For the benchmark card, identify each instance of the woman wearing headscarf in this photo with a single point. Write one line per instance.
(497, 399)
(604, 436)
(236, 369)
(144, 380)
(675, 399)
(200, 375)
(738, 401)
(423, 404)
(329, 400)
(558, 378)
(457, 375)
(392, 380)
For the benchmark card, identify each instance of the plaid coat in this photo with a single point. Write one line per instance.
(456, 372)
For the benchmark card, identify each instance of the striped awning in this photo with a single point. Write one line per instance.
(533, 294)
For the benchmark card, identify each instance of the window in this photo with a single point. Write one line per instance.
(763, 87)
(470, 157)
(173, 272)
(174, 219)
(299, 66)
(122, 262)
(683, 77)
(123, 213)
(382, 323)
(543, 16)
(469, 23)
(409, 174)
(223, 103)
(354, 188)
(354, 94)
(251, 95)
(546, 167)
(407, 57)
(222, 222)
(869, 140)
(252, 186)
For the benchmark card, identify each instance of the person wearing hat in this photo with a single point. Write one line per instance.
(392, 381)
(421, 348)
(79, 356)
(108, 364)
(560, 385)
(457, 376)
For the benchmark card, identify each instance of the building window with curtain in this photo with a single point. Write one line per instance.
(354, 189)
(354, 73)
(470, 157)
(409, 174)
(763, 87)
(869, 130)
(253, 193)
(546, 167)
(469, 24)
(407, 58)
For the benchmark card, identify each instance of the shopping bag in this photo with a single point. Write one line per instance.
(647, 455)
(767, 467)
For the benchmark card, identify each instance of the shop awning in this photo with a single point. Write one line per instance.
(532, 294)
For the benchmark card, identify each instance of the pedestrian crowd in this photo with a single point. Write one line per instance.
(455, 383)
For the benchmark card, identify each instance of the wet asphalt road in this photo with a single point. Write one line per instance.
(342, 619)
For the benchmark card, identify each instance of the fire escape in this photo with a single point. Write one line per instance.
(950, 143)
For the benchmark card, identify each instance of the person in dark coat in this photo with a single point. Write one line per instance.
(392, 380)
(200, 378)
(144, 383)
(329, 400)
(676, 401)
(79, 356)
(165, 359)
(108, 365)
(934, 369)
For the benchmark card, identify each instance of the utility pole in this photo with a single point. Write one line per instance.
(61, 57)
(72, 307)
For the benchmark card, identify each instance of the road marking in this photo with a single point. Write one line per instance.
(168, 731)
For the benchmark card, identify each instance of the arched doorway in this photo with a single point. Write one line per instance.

========

TASK PROMPT: Can you reproduce every row above word for word, from first to last, without changing or leaving out anything?

RESPONSE BELOW:
For the benchmark card, identify each instance of the woman wearing headscarf in this photo with a single point. Write one line per instance.
(497, 399)
(604, 436)
(236, 369)
(144, 380)
(675, 399)
(200, 375)
(738, 401)
(423, 404)
(329, 400)
(558, 378)
(457, 375)
(392, 380)
For the benchmark card, identify each instance of the plaid coat in this photo with a single point. Write one line per instance.
(456, 372)
For the benchmark card, identify each instance of the striped awning in this photo with a single point. Write one line per instance.
(533, 294)
For the benchmark card, identify each instance of the window in this photo with a single point. Write one line per instance.
(763, 87)
(470, 157)
(173, 272)
(174, 219)
(299, 66)
(122, 262)
(683, 77)
(123, 213)
(382, 323)
(543, 16)
(469, 23)
(409, 174)
(223, 103)
(354, 188)
(354, 94)
(251, 95)
(546, 167)
(407, 57)
(222, 222)
(869, 140)
(252, 186)
For the benchmark card, identify each instance of the person wearing hat in this photo with a single point. Write one line per instance.
(392, 381)
(421, 348)
(79, 356)
(108, 364)
(560, 385)
(457, 376)
For the benchmark card, identify each instance of the building window with curtain in this photo with a single point. Write one line per instance.
(354, 189)
(354, 73)
(470, 157)
(409, 174)
(763, 87)
(869, 130)
(253, 193)
(546, 167)
(469, 24)
(407, 58)
For the benchmark card, identify each instance of the shopping bag in this photo with a single point. Write one line per instance.
(647, 455)
(767, 467)
For the benchmark card, identify each instance of the shop awning in this photo with a single point. Write one line per instance.
(532, 294)
For the benchmark card, identify each instance of the pedestrian crowd in this photo with a single point. Write one line per instance.
(455, 383)
For the benchmark card, identify each instance of the wet asphalt road in this photo with a single point. Write one line per instance.
(342, 619)
For the benchmark card, identify each instance of the fire escape in this photo with a single point. Write one line per instance.
(950, 143)
For the benchmark card, identify each instance of the person in dark coat in this photo with a single point. Write one line per instance.
(392, 380)
(200, 378)
(144, 383)
(329, 400)
(676, 401)
(79, 356)
(165, 359)
(108, 365)
(934, 369)
For the benchmark card, identify each instance of the utility pole in this photo with a single point. Write one line per instance.
(61, 57)
(72, 307)
For the benchmark card, identify each instance of the road marking in this photo with a single point. Write one line per instance.
(168, 731)
For the benchmark card, identify each instance of the arched doorway in this photo with a single point. Write one line per instance.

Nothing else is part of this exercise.